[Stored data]

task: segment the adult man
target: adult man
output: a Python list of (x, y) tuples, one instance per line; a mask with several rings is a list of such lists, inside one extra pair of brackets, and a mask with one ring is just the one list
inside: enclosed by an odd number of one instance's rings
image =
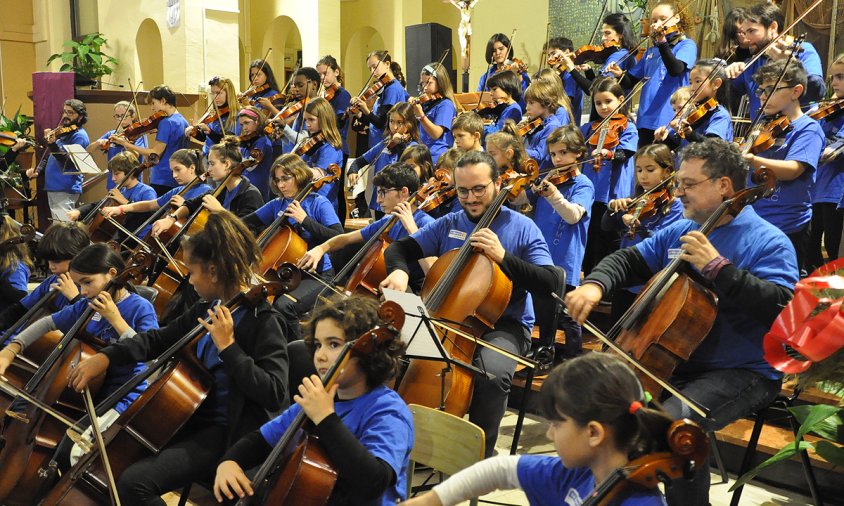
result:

> _WHAT THIS TASK INVOLVES_
Whatever the records hold apart from pictures should be repeated exactly.

> _EXERCISE RESPONSE_
task: segment the adult man
target: adult man
output: a Python list of (x, y) tuples, one instance per line; a mask with several rings is a list of such lists, inside one extra pair of brackets, and a mask with one ring is just the one list
inside: enclosed by an odd number of one instance's rings
image =
result:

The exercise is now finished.